### WHAT THE TASK REQUIRES
Look for the line containing "The service MUST return one point per instance of the faucet" in the entries below, then print that line and all that follow it exactly.

◇ ◇ ◇ ◇ ◇ ◇ ◇

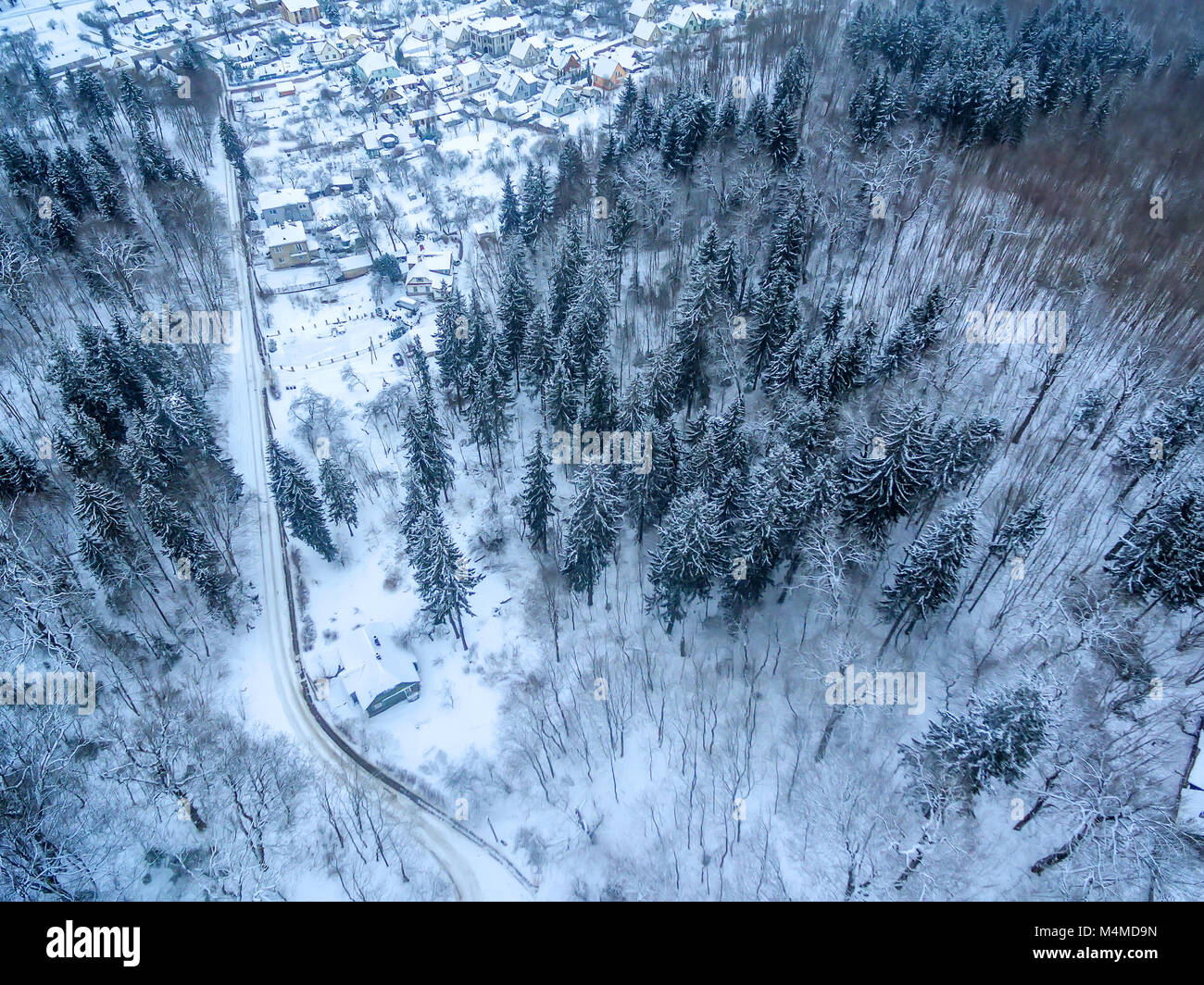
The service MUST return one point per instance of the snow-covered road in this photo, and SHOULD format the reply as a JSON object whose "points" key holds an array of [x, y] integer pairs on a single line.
{"points": [[472, 869]]}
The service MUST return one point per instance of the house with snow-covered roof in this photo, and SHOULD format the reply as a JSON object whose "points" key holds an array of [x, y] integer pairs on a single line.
{"points": [[528, 51], [473, 76], [646, 34], [284, 205], [373, 671], [288, 246], [376, 67], [558, 99], [300, 11], [514, 87], [494, 35]]}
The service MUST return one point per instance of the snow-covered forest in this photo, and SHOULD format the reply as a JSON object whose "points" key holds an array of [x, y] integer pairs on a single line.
{"points": [[796, 492]]}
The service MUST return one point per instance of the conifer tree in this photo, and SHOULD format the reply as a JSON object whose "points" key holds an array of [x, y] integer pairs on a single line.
{"points": [[690, 555], [927, 577], [297, 501], [591, 529], [338, 492], [537, 504], [885, 480], [445, 579]]}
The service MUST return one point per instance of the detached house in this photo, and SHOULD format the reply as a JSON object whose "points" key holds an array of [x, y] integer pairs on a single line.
{"points": [[607, 73], [646, 34], [528, 51], [642, 10], [558, 100], [564, 63], [376, 67], [432, 275], [300, 11], [287, 246], [516, 87]]}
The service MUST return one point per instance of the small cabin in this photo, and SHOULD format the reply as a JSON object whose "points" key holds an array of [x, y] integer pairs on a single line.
{"points": [[377, 672]]}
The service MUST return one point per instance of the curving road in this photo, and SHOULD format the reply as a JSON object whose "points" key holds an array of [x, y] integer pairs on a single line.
{"points": [[476, 871]]}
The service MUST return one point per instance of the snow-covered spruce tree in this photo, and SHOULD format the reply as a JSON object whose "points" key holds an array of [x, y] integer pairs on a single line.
{"points": [[584, 330], [757, 540], [691, 553], [961, 755], [927, 577], [536, 201], [566, 272], [445, 580], [885, 480], [697, 312], [1160, 557], [561, 397], [591, 529], [297, 501], [538, 499], [338, 492], [1172, 427]]}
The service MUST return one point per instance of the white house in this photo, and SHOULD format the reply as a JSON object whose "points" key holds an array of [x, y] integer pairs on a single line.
{"points": [[514, 87], [373, 671], [300, 11], [646, 34], [558, 99], [528, 51], [683, 20], [473, 76], [383, 140], [376, 67]]}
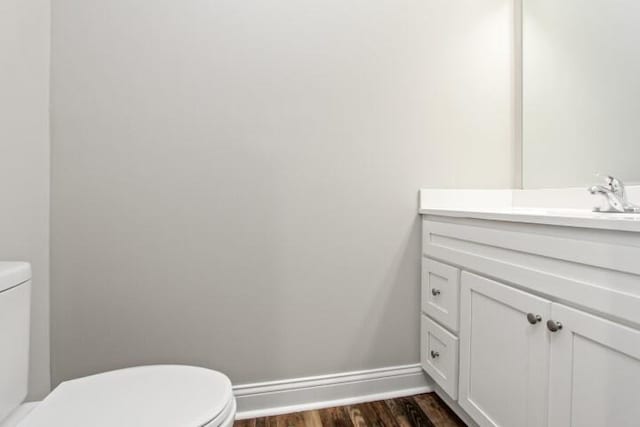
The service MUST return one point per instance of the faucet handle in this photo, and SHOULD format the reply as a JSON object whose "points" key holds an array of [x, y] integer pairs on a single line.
{"points": [[616, 185]]}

◇ ◇ ◇ ◇ ◇ ◇ ◇

### EXERCISE ANSWER
The service MUST return one point per instance of the faucet handle in this photo, and SHOULD format the reply as a JSON object whose "points" key holds an array of [x, y] integer pairs on a single line.
{"points": [[616, 185]]}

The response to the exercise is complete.